(Recorded data)
== Segment start ==

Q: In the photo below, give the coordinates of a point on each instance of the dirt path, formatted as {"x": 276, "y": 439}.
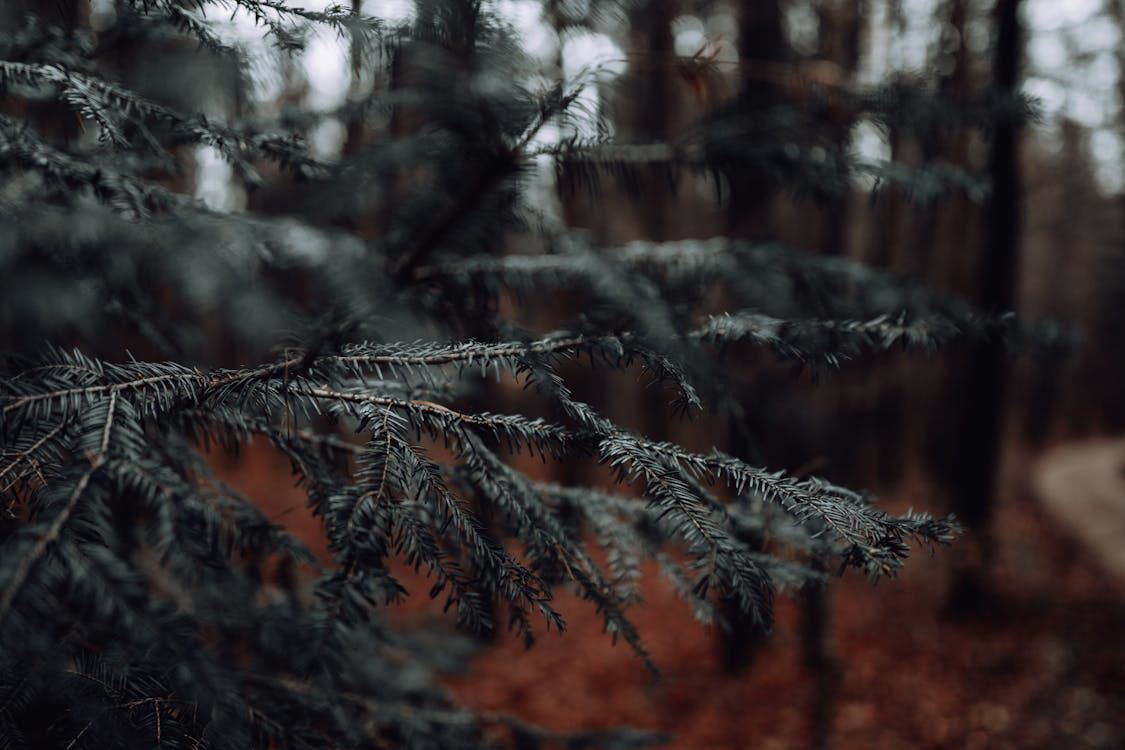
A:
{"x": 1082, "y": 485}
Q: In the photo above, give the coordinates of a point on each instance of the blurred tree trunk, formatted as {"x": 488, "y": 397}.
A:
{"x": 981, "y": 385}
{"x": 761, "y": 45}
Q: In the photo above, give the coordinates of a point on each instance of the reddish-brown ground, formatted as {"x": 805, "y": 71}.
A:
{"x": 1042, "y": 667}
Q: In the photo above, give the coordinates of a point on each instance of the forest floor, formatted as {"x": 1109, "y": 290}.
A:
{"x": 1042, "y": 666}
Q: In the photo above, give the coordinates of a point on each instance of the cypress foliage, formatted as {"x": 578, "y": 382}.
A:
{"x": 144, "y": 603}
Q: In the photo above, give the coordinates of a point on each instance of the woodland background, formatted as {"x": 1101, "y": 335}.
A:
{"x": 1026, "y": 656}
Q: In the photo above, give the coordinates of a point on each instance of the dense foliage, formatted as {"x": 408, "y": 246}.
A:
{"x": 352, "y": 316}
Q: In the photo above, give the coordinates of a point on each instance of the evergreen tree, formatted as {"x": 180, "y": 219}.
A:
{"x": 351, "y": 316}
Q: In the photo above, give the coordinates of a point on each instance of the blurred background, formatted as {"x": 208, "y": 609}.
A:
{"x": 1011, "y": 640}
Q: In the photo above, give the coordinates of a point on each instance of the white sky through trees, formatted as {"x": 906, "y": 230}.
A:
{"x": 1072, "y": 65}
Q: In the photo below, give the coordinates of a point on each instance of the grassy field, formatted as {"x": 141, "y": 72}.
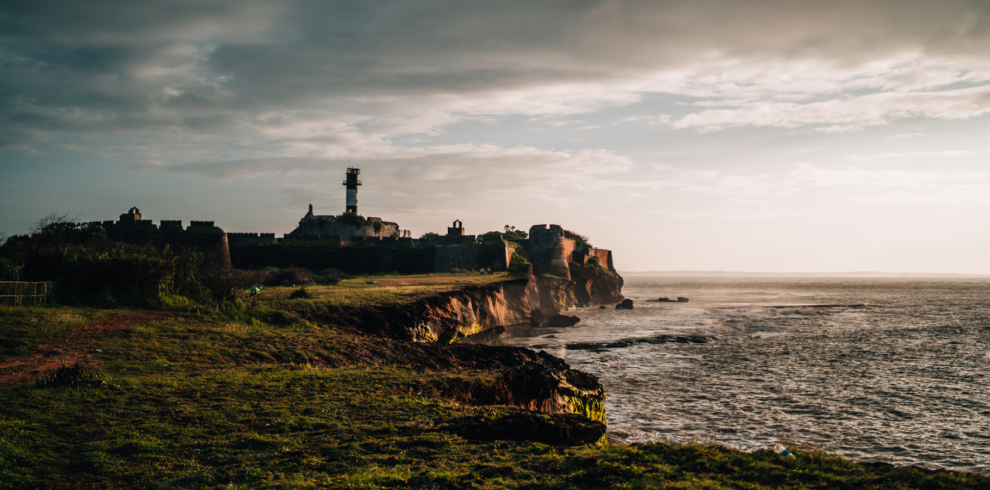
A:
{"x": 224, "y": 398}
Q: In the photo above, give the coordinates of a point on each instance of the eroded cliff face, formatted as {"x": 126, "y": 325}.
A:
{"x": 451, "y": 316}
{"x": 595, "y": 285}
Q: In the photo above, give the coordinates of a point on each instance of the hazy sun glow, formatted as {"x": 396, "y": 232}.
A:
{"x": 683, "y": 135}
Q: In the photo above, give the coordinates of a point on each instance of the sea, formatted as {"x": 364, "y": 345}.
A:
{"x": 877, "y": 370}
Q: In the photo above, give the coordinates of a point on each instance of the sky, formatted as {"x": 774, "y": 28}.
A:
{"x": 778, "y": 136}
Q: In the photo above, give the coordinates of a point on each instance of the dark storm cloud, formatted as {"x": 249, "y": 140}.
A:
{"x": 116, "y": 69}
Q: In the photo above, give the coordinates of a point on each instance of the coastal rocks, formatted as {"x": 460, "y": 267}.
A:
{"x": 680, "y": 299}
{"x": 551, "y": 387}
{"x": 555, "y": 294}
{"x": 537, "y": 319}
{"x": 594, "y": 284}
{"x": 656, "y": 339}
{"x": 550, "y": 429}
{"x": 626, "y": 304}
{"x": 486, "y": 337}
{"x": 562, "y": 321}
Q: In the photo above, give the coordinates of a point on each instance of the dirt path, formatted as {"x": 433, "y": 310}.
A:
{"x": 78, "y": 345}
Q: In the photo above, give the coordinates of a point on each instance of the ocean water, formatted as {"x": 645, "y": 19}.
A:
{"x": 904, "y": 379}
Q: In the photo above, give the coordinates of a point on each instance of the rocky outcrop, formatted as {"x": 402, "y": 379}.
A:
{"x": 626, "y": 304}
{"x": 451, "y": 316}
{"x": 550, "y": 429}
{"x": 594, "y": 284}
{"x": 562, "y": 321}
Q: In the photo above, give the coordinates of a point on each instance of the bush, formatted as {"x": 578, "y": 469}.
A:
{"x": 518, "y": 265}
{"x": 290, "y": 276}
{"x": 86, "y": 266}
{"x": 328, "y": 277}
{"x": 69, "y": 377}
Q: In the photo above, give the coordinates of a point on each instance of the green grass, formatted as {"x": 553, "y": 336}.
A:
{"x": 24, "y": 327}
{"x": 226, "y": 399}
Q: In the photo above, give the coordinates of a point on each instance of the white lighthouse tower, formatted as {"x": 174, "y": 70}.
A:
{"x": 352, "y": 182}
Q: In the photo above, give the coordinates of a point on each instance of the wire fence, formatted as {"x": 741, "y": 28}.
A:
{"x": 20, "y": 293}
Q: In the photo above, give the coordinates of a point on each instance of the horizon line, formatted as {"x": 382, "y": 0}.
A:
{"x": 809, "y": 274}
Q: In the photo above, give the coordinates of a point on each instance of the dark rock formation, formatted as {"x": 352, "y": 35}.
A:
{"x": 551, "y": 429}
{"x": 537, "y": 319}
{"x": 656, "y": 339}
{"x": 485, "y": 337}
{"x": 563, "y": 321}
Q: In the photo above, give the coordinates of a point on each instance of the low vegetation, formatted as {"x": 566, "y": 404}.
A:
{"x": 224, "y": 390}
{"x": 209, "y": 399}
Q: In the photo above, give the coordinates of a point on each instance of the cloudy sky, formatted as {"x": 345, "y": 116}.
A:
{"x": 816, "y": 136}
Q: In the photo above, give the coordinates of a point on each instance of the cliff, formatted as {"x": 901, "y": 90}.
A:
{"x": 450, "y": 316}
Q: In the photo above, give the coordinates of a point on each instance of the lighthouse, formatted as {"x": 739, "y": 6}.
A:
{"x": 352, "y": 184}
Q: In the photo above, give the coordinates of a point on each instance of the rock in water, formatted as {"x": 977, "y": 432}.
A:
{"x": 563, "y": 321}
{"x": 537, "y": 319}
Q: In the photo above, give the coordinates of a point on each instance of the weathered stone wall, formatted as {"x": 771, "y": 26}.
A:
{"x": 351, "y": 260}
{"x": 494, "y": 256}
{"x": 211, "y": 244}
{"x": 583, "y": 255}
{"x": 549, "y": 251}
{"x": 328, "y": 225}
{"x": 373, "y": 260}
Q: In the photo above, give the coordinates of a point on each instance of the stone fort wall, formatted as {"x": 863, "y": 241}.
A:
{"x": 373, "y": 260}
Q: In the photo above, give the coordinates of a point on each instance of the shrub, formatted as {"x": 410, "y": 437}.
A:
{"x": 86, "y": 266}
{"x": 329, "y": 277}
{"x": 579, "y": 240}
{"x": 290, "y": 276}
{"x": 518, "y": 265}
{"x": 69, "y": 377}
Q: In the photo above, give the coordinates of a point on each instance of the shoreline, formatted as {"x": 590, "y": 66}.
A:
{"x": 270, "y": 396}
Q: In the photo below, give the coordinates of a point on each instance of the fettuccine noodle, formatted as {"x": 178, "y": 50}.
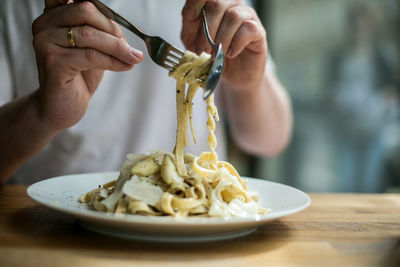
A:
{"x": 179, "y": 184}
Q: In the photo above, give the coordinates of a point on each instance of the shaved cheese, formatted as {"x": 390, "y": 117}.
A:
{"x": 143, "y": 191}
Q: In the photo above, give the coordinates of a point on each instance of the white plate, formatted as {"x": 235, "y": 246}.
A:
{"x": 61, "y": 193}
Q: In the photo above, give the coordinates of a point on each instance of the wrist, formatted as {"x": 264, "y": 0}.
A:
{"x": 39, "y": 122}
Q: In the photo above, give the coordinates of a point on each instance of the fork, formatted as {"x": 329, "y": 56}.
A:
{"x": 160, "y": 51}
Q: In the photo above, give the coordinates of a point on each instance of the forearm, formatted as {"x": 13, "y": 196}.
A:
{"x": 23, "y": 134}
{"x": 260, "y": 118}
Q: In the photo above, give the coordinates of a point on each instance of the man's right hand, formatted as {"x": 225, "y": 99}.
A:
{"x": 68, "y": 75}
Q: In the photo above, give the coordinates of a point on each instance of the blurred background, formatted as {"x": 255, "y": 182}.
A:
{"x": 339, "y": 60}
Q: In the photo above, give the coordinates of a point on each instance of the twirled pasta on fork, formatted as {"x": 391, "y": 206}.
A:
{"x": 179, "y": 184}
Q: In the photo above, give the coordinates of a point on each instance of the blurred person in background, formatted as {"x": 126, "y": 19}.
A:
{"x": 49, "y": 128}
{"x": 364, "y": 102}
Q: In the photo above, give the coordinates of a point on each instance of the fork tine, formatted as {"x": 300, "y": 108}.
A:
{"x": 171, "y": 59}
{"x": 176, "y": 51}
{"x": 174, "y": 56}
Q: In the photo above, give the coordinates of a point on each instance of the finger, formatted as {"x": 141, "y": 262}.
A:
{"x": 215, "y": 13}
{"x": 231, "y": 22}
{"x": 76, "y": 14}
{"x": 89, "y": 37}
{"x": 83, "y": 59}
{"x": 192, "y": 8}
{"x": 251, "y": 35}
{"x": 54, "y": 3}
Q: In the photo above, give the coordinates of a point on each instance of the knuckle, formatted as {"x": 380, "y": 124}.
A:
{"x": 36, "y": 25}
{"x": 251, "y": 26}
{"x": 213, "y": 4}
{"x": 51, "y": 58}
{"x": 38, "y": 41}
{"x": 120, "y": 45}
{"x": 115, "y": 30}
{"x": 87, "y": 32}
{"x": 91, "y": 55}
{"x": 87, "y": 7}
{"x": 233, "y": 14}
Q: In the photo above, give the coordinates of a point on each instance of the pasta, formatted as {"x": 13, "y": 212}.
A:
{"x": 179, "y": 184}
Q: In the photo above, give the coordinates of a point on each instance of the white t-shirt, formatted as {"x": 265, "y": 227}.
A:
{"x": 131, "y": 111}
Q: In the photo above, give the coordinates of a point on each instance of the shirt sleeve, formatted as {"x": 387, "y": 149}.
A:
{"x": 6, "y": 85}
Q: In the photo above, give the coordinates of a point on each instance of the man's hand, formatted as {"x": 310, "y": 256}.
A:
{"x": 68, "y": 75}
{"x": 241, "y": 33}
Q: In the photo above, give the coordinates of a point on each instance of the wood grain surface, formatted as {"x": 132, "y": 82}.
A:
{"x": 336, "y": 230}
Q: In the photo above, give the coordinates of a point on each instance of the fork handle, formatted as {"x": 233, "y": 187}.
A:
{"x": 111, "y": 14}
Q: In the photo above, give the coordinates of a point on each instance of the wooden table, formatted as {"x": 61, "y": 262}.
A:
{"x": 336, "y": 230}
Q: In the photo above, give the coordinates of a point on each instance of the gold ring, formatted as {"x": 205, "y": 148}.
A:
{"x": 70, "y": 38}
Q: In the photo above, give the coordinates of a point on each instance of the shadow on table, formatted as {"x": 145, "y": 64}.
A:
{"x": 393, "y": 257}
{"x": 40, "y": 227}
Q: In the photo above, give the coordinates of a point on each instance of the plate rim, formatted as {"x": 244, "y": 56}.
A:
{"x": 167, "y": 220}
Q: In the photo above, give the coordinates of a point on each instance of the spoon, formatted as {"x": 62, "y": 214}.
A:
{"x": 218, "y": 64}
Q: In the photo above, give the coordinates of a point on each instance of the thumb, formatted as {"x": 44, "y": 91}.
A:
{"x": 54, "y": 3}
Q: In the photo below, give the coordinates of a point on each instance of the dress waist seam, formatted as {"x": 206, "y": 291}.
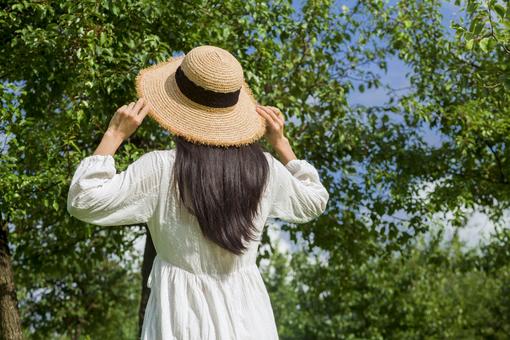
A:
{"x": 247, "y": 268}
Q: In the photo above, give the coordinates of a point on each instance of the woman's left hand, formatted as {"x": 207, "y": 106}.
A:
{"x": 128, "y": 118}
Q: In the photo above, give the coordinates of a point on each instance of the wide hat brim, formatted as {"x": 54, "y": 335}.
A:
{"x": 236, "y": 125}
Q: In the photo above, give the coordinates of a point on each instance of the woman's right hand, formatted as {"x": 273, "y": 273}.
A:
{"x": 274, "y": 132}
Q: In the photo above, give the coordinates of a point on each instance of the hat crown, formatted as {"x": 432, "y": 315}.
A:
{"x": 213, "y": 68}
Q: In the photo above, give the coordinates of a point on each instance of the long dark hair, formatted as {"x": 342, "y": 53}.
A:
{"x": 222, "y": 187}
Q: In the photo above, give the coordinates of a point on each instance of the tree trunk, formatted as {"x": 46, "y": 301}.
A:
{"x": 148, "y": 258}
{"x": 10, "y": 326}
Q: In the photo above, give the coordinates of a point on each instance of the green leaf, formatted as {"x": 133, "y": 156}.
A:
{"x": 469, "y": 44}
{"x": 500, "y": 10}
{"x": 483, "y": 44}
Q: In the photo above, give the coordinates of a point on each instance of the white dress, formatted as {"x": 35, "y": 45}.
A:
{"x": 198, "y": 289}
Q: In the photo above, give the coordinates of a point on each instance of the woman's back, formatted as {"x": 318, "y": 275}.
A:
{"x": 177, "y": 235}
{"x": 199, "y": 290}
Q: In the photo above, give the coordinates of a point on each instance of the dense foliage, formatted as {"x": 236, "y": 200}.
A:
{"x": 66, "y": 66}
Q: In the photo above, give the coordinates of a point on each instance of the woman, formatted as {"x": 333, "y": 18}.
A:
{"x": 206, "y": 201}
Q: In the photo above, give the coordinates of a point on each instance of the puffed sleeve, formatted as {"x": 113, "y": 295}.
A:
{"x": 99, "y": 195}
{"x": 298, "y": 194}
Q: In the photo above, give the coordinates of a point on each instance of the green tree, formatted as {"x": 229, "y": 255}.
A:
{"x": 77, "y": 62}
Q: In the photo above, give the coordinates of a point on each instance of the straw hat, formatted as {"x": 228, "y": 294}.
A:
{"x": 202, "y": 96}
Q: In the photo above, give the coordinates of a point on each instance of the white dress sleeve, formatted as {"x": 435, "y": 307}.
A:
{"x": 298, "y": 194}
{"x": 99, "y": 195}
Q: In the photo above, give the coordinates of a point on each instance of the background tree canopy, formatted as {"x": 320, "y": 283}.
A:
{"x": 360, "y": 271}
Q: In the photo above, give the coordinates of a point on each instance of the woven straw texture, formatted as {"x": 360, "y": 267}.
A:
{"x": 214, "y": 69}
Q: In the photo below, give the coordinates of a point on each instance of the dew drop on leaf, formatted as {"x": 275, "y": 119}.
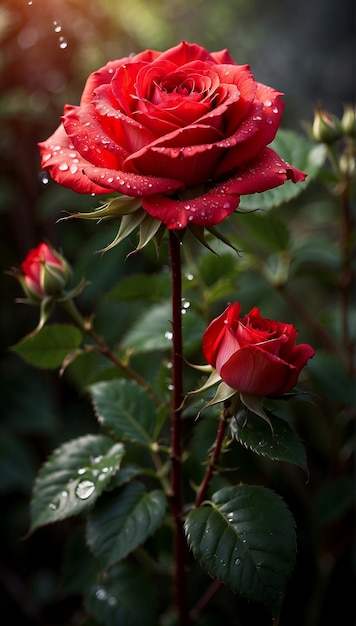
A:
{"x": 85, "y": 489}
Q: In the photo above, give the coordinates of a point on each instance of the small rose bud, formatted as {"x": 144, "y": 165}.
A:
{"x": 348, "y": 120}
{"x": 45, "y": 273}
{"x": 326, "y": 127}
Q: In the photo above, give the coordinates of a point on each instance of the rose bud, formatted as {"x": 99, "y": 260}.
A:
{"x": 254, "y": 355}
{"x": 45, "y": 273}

== Segment end ==

ACTION ITEM -> Copy each line above that has the word "water".

OUTPUT FOR THIS EXERCISE ->
Q: In the photo above, give the coordinates of a point on each instance of the ocean water, formatted as {"x": 645, "y": 19}.
Q: In the photo above, give the coordinates of a point on each instance of the rock in water, formatted as {"x": 977, "y": 432}.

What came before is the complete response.